Reproduce the passage on healthcare AI data governance word for word, starting with "What Good Governance" and going on through "something goes wrong.".

◆ PASSAGE PROVIDED:
-.-.-

Data Is the Core Risk

Healthcare AI runs on patient data, and Shah identified data governance as the central risk. That data is protected under federal privacy law, and the compliance obligations attached to it are not simple.

When a third-party vendor processes patient records through an AI system, existing privacy frameworks require formal data agreements that specify how that information can and cannot be used. Training an AI model on patient data requires additional scrutiny, Shah said. If that data is used to improve a vendor’s product beyond the scope of the original agreement, institutions may be exposed.

Interoperability is a compounding factor, Shah said. AI is accelerating the ability of healthcare systems to share data across networks, and as that data moves more freely, the attack surface for cyber threats expands. Health systems are being advised to treat AI-enabled data exchange as a distinct cybersecurity risk category, and financial services firms already manage similar exposure. In short, the two sectors are converging on the same governance challenge.

What Good Governance Looks Like

The organizations navigating this period most effectively are treating it as an enterprise risk issue that sits at the board level, Shah said.

That means building internal structures that include legal and compliance input into every AI deployment decision, mapping each AI tool to the regulatory frameworks that might apply to it, and updating those assessments when the tool changes. Contracts need to include explicit accountability for what the AI does, how it changes over time, and who bears responsibility when something goes wrong.

-.-.-

◆ RAW DATA:

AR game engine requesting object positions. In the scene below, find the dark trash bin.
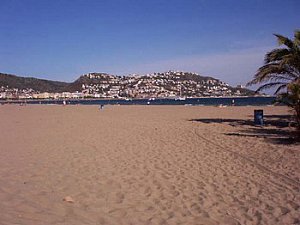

-.-.-

◆ ANSWER BOX:
What Good Governance Looks Like

The organizations navigating this period most effectively are treating it as an enterprise risk issue that sits at the board level, Shah said.

That means building internal structures that include legal and compliance input into every AI deployment decision, mapping each AI tool to the regulatory frameworks that might apply to it, and updating those assessments when the tool changes. Contracts need to include explicit accountability for what the AI does, how it changes over time, and who bears responsibility when something goes wrong.